● Task objective
Gather every line of the records below that contains the string "head". Case counts.

** START Supplied information **

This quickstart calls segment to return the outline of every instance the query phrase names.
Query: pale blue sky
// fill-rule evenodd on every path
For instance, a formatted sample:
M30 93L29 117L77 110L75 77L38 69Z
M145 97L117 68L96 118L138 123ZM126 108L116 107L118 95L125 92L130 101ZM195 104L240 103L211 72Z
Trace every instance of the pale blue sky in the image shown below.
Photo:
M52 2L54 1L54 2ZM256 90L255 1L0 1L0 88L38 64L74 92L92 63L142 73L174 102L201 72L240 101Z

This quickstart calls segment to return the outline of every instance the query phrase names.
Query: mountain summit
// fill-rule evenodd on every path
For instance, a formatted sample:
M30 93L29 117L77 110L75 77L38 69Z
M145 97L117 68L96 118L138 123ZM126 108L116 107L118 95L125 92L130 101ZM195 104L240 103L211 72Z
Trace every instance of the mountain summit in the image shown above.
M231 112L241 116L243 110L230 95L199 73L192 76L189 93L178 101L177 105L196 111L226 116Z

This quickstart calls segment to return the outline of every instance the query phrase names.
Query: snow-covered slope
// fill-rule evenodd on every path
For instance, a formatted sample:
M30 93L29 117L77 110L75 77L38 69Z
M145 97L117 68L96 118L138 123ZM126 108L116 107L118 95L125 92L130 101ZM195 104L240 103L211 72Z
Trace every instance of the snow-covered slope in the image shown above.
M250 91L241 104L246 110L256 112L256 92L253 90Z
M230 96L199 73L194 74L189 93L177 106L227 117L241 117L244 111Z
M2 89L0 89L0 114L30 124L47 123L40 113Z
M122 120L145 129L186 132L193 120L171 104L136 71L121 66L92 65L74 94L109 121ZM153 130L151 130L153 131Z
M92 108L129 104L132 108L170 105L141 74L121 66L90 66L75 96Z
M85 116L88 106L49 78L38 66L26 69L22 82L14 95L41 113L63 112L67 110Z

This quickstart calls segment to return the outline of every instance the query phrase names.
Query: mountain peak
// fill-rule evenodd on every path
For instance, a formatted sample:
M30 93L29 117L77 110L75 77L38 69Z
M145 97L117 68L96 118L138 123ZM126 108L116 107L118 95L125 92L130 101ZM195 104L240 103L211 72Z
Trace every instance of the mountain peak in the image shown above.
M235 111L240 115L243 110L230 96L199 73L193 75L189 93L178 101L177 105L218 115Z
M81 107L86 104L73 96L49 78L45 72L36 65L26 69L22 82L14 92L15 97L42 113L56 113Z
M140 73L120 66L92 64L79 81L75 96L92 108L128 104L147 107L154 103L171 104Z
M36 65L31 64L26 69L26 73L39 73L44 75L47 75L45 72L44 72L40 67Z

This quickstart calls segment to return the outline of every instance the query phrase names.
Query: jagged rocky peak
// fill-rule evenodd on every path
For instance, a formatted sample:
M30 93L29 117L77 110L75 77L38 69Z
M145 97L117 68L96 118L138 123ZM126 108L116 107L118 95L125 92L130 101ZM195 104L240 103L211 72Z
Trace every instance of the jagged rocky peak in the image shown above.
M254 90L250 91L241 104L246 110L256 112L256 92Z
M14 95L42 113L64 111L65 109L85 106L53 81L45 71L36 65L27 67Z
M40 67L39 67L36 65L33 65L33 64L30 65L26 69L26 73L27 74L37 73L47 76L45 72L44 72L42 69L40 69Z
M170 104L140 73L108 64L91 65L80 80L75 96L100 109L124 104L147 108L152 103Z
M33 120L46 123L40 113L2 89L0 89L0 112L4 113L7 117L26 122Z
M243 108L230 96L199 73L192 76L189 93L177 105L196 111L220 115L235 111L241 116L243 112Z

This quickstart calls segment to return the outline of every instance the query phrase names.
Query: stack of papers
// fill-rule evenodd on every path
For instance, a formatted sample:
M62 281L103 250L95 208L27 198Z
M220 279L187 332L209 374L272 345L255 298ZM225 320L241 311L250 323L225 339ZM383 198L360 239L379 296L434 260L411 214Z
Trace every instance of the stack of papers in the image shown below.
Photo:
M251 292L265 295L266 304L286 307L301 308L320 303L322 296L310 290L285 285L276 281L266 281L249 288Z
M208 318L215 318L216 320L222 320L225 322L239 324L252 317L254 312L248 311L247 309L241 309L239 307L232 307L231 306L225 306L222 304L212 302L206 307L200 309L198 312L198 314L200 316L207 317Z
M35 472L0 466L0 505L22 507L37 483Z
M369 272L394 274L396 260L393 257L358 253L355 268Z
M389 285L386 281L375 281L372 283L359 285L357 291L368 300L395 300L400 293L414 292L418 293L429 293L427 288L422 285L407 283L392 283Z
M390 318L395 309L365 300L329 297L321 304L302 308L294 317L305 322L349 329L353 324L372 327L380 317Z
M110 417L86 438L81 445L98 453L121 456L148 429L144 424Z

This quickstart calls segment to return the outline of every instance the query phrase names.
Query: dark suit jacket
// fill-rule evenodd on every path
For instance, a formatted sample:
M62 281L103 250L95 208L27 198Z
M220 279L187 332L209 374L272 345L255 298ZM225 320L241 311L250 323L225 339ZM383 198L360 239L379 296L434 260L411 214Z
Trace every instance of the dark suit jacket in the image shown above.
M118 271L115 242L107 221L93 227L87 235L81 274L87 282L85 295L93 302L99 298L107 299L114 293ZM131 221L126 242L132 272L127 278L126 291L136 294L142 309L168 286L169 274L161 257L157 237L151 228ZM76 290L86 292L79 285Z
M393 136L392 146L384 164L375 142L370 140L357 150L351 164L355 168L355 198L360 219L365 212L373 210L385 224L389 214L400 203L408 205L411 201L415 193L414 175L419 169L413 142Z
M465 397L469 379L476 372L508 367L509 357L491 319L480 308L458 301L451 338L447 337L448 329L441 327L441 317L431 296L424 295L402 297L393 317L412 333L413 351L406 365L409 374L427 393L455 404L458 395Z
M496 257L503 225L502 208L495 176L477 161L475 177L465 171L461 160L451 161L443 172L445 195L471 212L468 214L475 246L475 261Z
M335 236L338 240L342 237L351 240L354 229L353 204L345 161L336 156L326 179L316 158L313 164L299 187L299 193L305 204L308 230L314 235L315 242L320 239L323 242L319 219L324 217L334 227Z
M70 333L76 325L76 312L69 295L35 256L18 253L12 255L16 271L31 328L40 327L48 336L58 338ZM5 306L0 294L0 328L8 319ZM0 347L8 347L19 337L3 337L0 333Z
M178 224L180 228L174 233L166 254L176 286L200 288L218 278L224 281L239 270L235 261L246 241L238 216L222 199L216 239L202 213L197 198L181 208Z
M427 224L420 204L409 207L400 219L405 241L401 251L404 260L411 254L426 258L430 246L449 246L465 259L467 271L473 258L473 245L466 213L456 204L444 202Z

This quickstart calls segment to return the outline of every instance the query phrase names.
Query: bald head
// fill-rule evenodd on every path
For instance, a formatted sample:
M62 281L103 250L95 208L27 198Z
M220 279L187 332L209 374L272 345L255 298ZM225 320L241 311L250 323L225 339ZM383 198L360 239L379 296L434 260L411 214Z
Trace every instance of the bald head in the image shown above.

** END Supplied information **

● Reply to the task
Query: bald head
Trace every instance of the bald head in the image shown above.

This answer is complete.